**BRIEF:** After locating the line with "Target: swing armrest", retype it and every later line exactly, stopping at the end of the records.

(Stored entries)
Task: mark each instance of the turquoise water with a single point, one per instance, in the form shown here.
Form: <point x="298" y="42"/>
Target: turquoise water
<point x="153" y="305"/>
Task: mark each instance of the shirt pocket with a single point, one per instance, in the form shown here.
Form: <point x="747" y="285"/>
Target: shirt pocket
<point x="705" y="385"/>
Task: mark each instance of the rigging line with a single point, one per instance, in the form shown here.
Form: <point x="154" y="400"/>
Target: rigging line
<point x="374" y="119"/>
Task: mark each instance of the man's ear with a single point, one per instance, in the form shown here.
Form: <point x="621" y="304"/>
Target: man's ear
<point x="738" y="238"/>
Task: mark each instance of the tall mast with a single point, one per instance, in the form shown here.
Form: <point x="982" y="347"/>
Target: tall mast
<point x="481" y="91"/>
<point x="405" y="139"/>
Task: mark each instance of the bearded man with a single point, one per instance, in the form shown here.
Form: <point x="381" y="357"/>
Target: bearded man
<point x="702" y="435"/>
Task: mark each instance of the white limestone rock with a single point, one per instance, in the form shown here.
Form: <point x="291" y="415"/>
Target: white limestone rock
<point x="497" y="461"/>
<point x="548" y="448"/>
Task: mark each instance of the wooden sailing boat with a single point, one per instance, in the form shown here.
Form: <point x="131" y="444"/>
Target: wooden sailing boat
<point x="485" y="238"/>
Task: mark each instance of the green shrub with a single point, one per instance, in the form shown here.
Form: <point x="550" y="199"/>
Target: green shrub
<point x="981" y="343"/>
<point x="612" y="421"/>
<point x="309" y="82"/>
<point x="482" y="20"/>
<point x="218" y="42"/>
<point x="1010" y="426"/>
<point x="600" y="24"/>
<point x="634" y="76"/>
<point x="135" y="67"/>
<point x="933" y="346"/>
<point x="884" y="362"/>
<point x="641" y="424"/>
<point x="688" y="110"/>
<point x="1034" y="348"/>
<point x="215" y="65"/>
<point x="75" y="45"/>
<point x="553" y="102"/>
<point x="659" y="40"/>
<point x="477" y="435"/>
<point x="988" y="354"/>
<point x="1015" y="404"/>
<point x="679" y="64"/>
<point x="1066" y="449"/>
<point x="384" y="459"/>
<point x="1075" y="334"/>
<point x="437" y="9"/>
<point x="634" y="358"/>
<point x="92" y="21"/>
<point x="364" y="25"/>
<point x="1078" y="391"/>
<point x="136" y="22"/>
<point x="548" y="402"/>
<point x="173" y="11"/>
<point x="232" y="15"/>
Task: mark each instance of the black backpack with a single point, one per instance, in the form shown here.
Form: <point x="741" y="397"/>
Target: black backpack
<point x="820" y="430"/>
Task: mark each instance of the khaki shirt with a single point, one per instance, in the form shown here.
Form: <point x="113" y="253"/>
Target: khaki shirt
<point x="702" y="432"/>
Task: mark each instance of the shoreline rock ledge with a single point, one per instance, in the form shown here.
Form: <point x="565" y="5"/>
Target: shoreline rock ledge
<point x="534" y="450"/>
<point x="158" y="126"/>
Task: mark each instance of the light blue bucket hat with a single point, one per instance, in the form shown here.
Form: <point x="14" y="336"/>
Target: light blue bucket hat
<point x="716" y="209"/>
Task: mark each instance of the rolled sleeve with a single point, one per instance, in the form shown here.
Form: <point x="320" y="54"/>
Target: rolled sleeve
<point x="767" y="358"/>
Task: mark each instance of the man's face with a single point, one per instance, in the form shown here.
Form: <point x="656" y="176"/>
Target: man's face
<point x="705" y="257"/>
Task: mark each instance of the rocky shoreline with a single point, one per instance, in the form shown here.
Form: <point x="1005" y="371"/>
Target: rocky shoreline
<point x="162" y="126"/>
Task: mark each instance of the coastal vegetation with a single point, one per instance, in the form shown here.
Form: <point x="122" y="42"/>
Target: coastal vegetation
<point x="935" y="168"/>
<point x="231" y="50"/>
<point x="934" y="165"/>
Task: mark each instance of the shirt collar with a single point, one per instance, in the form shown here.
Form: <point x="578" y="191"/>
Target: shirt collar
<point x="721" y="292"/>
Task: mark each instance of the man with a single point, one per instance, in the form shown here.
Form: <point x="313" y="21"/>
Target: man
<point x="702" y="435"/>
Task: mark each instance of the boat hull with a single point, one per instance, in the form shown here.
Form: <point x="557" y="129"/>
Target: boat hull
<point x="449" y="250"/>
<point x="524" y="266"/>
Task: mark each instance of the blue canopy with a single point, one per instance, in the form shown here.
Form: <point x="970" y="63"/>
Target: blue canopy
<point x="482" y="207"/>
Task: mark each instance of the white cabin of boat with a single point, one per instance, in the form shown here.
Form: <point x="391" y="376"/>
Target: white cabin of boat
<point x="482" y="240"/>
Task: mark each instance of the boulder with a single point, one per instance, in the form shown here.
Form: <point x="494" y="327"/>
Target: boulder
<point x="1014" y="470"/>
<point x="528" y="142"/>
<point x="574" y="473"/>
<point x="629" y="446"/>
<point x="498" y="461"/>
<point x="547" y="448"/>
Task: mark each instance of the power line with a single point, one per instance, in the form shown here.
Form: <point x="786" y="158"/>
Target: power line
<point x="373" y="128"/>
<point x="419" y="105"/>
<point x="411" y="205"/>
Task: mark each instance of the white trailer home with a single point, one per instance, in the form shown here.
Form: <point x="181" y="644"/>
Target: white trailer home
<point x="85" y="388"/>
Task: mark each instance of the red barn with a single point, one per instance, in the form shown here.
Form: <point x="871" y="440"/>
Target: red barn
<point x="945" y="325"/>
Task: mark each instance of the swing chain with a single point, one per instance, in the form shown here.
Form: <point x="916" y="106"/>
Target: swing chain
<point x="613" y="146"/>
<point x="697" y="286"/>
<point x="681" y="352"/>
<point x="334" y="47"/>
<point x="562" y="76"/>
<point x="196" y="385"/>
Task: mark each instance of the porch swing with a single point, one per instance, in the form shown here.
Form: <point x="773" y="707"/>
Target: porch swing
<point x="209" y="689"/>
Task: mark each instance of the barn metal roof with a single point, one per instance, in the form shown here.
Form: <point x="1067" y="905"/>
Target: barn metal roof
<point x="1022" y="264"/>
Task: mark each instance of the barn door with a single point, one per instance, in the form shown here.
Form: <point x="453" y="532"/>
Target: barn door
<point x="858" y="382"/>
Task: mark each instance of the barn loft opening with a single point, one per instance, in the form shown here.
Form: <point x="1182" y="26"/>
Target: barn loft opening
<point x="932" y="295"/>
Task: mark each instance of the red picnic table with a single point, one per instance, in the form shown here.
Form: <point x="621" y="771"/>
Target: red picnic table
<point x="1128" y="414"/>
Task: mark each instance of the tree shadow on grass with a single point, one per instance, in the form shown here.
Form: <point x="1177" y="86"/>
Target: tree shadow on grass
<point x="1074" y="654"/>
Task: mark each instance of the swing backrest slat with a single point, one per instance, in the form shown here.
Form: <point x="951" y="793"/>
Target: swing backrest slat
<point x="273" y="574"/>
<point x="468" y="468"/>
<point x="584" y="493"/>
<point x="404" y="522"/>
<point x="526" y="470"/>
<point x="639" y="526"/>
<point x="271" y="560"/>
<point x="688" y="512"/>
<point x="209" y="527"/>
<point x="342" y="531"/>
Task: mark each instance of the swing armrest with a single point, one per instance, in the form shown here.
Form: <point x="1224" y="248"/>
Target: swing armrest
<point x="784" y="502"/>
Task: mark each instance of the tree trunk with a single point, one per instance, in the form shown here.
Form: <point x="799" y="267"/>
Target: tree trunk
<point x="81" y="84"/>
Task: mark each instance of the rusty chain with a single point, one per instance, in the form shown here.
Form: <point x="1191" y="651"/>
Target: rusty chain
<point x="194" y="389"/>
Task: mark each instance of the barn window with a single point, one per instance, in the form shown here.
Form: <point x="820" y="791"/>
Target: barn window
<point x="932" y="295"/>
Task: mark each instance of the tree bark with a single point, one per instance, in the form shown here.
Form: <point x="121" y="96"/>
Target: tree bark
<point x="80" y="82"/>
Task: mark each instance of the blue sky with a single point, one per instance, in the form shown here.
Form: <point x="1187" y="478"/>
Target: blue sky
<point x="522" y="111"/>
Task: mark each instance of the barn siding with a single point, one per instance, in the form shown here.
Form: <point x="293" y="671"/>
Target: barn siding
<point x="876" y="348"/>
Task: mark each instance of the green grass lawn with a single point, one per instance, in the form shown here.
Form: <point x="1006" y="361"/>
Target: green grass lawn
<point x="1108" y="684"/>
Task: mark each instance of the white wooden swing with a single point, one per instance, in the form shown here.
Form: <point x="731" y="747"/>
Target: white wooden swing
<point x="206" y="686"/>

**REPLY TO THE EXERCISE:**
Target: swing armrest
<point x="784" y="502"/>
Task: mark each instance of the tree trunk with a single point, one per instance, in the form shown here.
Form: <point x="799" y="267"/>
Target: tree trunk
<point x="81" y="84"/>
Task: mark each instance of the rusty chain with a single point, one per instance, in the form shown here.
Form: <point x="1191" y="651"/>
Target: rusty chain
<point x="194" y="389"/>
Task: mark each instance of the barn window with a single point, one per instance, in the form shown here.
Form: <point x="820" y="791"/>
Target: barn window
<point x="932" y="295"/>
Task: mark each instance of the tree bark with a single point, one per instance, in the form shown here.
Form: <point x="121" y="96"/>
Target: tree bark
<point x="80" y="82"/>
Task: mark each instance of the blue sky with a single point, one per instance, in the form shown here.
Form: <point x="1187" y="478"/>
Target: blue sky
<point x="522" y="111"/>
Task: mark each instance of the barn siding with a single point, one per instance, in the form shown here.
Form: <point x="293" y="671"/>
Target: barn siding
<point x="876" y="348"/>
Task: mark each instance of the green grass lawn with a single point, one per instance, in the form shown here.
Form: <point x="1006" y="361"/>
Target: green grass lawn
<point x="1108" y="684"/>
Task: mark each instance of the white wooden swing with a single point, one per instance, in the form shown here.
Form: <point x="731" y="747"/>
Target: white wooden swing
<point x="206" y="686"/>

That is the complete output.